TASK TO COMPLETE: Repeat exactly the opening lines of the records, ending with the line that contains "rough mask: <svg".

[[ GIVEN DATA open ]]

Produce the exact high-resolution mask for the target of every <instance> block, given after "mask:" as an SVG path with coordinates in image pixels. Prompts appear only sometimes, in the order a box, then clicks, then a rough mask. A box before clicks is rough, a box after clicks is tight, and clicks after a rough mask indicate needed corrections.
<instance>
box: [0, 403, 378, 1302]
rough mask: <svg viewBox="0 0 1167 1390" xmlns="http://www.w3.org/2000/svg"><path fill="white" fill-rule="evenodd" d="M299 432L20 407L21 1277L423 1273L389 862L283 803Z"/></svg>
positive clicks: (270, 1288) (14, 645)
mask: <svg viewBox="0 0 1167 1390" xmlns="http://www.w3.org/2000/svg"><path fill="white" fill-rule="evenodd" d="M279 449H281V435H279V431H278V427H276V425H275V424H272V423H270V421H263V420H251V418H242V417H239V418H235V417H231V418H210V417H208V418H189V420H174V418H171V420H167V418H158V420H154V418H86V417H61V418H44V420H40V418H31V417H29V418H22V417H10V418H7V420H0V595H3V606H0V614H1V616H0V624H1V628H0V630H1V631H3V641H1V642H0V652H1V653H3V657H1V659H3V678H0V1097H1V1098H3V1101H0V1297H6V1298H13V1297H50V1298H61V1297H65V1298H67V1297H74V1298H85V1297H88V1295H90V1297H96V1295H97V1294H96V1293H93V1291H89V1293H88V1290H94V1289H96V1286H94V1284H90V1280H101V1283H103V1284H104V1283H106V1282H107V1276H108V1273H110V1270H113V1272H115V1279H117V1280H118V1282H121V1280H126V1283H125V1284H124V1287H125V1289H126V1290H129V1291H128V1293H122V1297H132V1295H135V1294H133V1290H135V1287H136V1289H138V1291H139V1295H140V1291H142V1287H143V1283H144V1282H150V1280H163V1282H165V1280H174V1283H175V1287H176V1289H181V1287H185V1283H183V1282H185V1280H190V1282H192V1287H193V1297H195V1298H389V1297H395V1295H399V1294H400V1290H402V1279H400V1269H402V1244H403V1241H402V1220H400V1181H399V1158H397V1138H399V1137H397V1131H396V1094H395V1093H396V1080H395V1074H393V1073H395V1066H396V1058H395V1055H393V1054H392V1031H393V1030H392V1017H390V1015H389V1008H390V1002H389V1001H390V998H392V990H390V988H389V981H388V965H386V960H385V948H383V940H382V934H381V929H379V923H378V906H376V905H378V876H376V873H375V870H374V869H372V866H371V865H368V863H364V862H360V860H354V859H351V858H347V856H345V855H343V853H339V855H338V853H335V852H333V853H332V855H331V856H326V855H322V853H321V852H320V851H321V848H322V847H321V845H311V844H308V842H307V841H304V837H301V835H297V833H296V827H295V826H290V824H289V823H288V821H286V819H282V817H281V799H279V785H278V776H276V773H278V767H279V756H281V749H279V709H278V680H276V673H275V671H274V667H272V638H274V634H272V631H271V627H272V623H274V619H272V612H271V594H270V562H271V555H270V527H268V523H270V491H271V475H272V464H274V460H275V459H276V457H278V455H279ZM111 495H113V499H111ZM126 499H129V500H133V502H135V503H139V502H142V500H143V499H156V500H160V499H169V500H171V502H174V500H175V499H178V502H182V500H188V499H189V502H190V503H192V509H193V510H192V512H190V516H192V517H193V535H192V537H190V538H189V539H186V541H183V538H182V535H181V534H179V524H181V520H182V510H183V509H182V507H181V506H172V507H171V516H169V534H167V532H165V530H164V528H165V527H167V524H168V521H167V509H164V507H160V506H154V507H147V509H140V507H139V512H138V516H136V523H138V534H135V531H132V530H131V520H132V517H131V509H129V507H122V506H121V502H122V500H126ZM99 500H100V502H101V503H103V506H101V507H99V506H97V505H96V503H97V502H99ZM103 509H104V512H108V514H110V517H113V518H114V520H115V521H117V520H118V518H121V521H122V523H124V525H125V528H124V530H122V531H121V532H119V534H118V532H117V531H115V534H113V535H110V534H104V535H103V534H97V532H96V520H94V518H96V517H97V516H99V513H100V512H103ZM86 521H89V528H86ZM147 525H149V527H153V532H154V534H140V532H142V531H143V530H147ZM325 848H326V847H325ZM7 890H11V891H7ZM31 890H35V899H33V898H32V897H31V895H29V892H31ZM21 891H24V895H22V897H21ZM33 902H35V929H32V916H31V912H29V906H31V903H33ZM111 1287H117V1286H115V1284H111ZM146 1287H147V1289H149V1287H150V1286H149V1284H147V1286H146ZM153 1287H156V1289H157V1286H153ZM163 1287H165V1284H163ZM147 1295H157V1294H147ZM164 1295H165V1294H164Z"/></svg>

[[ GIVEN DATA closed ]]

SOLUTION BELOW:
Produce the exact high-resolution mask for the target of every <instance> block, given after "mask:" as an SVG path with coordinates in image pixels. Prompts appear only sometimes, in the order a box, then clicks, then a rough mask. A box before clicks is rough, a box after clicks is tight, and clicks after a rough mask indicate needed corrections.
<instance>
box: [0, 403, 378, 1302]
rough mask: <svg viewBox="0 0 1167 1390" xmlns="http://www.w3.org/2000/svg"><path fill="white" fill-rule="evenodd" d="M299 432L20 407L21 1277L423 1273L389 862L283 803Z"/></svg>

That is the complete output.